:: EXERCISE DETAILS ::
Would you print the data below exactly, leaving out every picture?

Data records
--*--
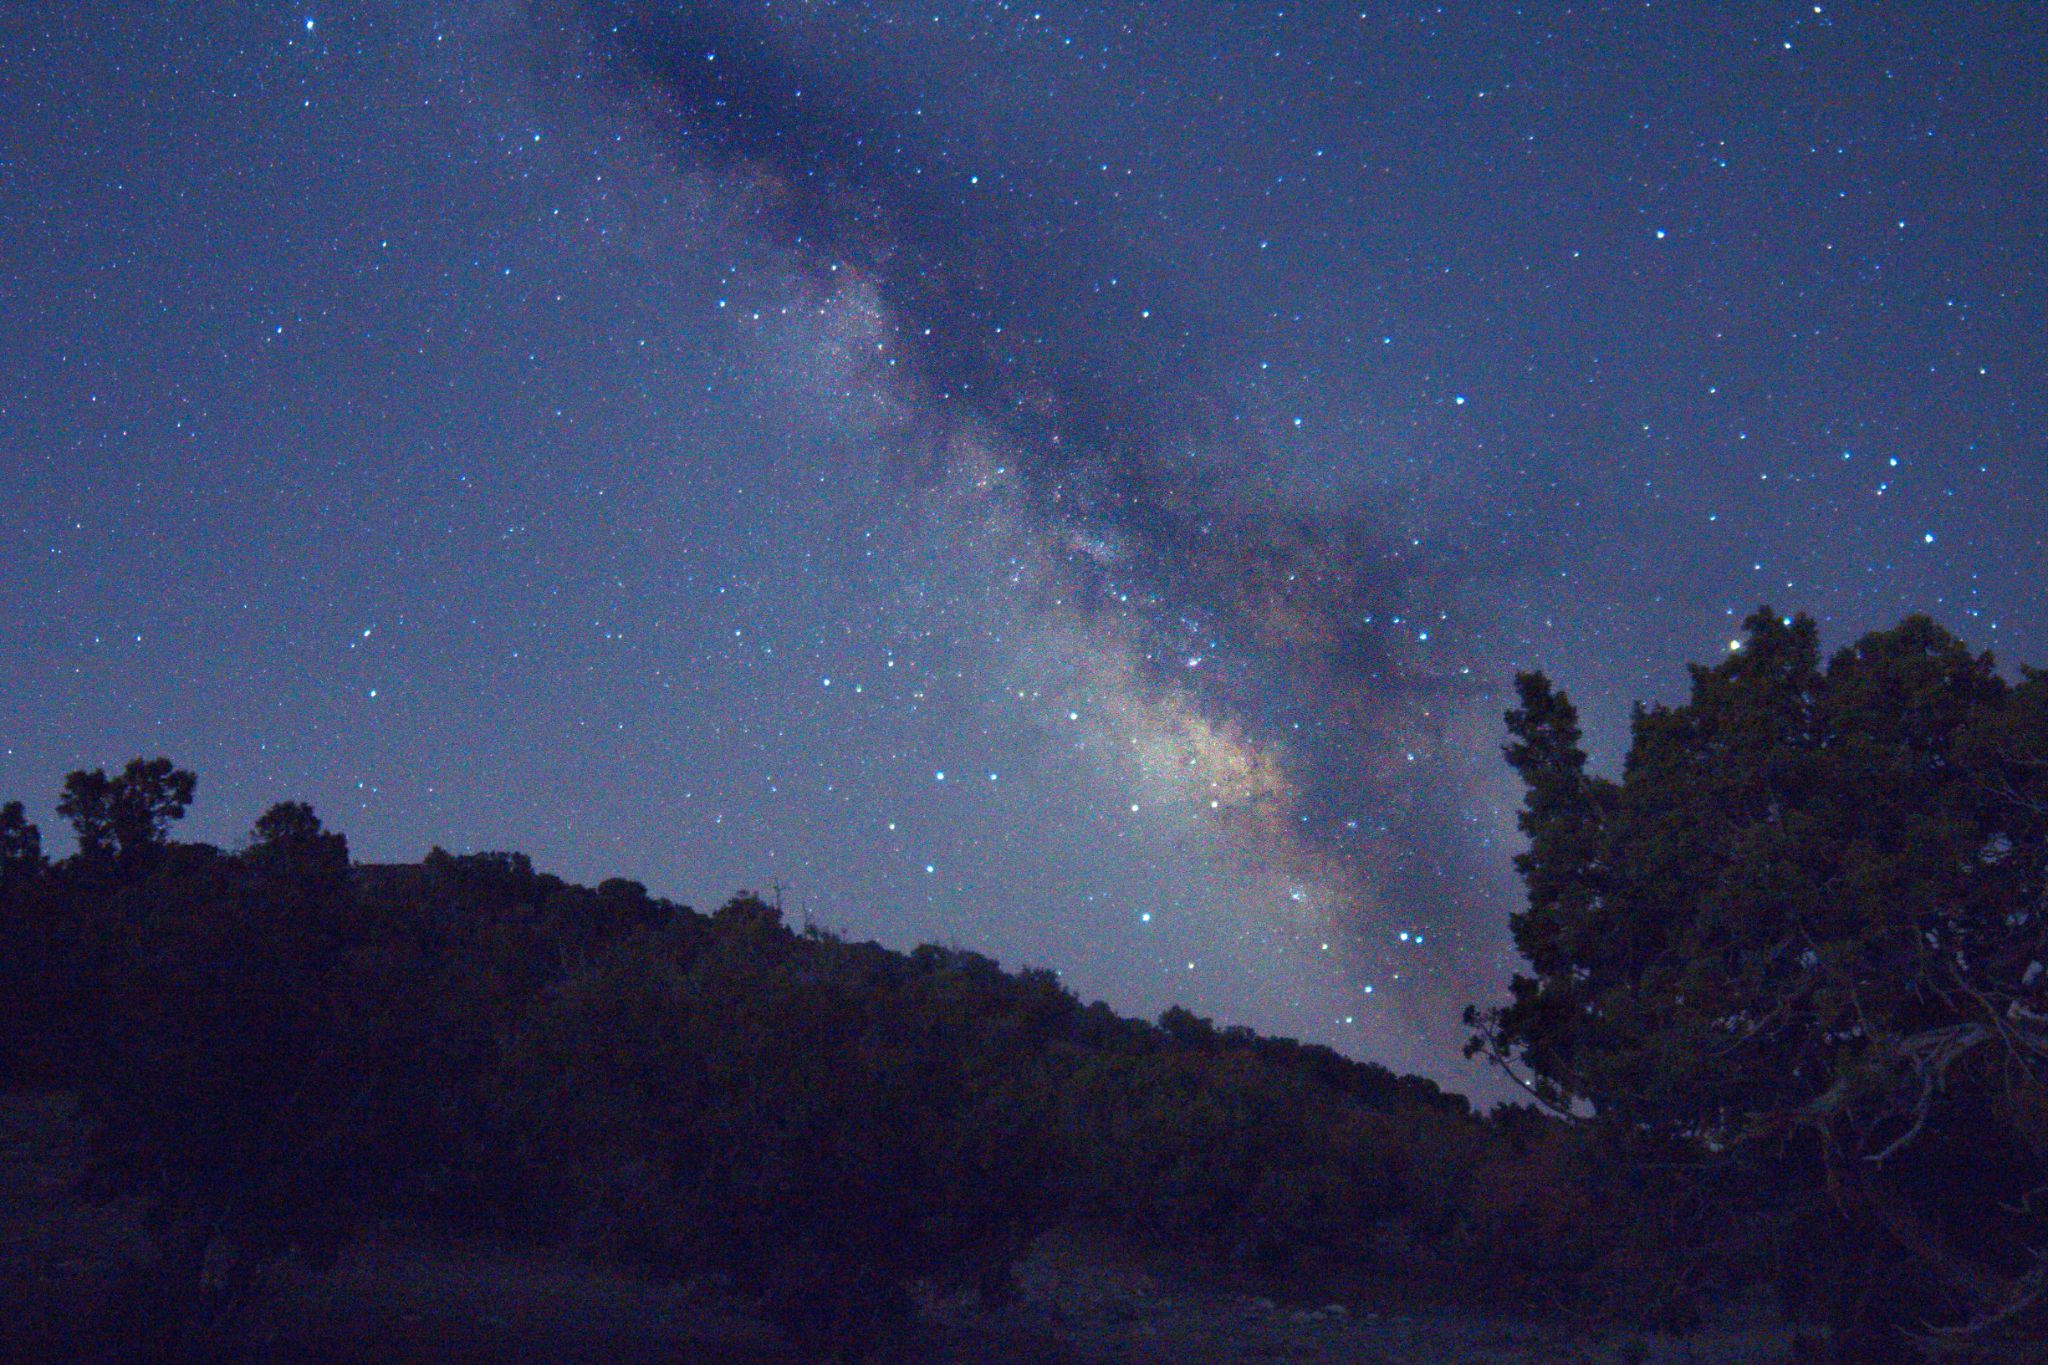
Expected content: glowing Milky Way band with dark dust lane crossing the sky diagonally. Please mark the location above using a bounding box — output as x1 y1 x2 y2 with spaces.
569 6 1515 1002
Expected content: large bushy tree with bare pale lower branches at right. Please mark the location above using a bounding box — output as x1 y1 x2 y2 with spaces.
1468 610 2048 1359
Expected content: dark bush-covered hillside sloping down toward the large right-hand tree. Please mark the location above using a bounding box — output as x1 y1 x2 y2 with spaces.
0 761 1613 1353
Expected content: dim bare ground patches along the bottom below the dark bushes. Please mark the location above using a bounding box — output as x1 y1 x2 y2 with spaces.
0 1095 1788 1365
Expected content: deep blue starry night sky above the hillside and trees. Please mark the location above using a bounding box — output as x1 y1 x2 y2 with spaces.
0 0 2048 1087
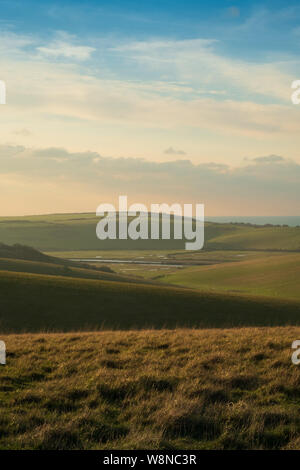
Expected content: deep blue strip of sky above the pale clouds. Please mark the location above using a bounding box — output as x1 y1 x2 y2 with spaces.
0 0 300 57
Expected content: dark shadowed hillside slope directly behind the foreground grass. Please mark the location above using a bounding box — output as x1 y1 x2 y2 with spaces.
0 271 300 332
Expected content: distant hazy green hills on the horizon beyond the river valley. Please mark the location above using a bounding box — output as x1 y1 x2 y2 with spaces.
--*--
:: THE COMPLETED TASK ::
Expected content: glowing Milky Way band with dark dust lane crossing the sky diagonally. Please mark the location above using a bounding box — output as x1 y1 x2 y2 with spaces.
569 6 1515 1002
Expected content: large bushy tree with bare pale lower branches at right. Please mark the location above using a bounding box — output as x1 y1 x2 y2 with spaces.
1468 610 2048 1359
Expected content: dark bush-covered hillside sloping down toward the large right-hand tree. Please mark the location above using a bounding box — output as x1 y1 x2 y2 with spaces.
0 761 1613 1353
Expected content: dim bare ground patches along the bottom below the dark bushes. Please mark the location above using a bounding box — output as x1 y1 x2 y2 with spaces.
0 1095 1788 1365
Expected content: deep blue starry night sky above the hillside and trees. Please mark the location above using a bounding box — output as x1 y1 x2 y2 with spaces.
0 0 2048 1087
Expected content: deep blue strip of sky above the pale clouds. Please mark the location above using a bounding box — output as x1 y1 x2 y2 with spaces.
0 0 300 57
Expected content: dark shadowed hillside slope directly behind the foreground grass. Please mark the location above using a bounding box — output as x1 y1 x2 y2 with spaces.
0 271 300 332
Expected content: distant hazy green hills on the horizon beyond the river valley. Please mark the location above using a bounding box — output as x1 y1 x2 y2 with spaces.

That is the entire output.